Die Materialwahl der Fassaden in konventioneller Ausführung als Mauerwerkskonstruktion ist sowohl gestalterisch überzeugend, als auch in Bezug auf die Energieeffizienz nachhaltig.
Die Zugänge und Anlieferzonen zu den jeweiligen Nutzungsbereichen entsprechen den Anforderungen. Die inneren Erschließungen sind funktionstüchtig vorgeschlagen. Die baulichen Rettungswege erscheinen nicht einwandfrei nachgewiesen.
Gebäudedaten und Flächenverhältnisse entsprechen weitgehend dem Durchschnitt aller Arbeiten. Die Nutzflächen wurden optimiert, die nachzuweisenden Flächen für die Verwaltungsnutzung entsprechen nicht den Programmsollwerten. Sie sind entschieden zu knapp bemessen. Dies wird äußerst kritisch bewertet. Auch die übergroßen Raumhöhen der Nutzungsbereiche unterhalb der Satteldächer entsprechen nicht den funktionalen und wirtschaftlichen Anforderungen.
Der Entwurf ermöglicht durch den auf der östlichen Fläche des Grundstücks angeordneten Baukörper die Gestaltung einer großzügigen Platzfläche mit dreiseitiger räumlicher Fassung. Die mittige Aufweitung des Platzes, welche durch den Gebäuderücksprung entsteht, bildet gemeinsam mit der gegenüberliegenden Bebauung einen ansprechenden Dorfplatz wobei die Lage der westlichen Giebelfassade die Aufweitung und Öffnung der Platzfläche auch zu den Gebäuden im Süden und Südwesten einschränkt. Die Platzfläche kann multifunktional genutzt werden, auch wenn das Platzangebot für die vorgesehene Marktnutzung nicht ausreichend ist. Die Übergangsbereiche zu den nördlichen und östlichen Nachbarn wirken sehr offen und „hart“. Die intensive Nutzung der öffentlichen Flächen könnte die umliegende Wohnnutzung beeinträchtigen.

• • • •

Übertragen Sie aus der Entwurfsbeurteilung die Passage von „Die Materialwahl der“ bis „die Energieeffizienz nachhaltig.“ wortgetreu.

#### Quellenmaterial
• • • •

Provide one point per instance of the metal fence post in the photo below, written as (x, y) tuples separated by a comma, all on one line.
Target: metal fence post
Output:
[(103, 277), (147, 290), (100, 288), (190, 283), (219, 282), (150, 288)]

• • • •

#### Schriftliche Antwort
Die Materialwahl der Fassaden in konventioneller Ausführung als Mauerwerkskonstruktion ist sowohl gestalterisch überzeugend, als auch in Bezug auf die Energieeffizienz nachhaltig.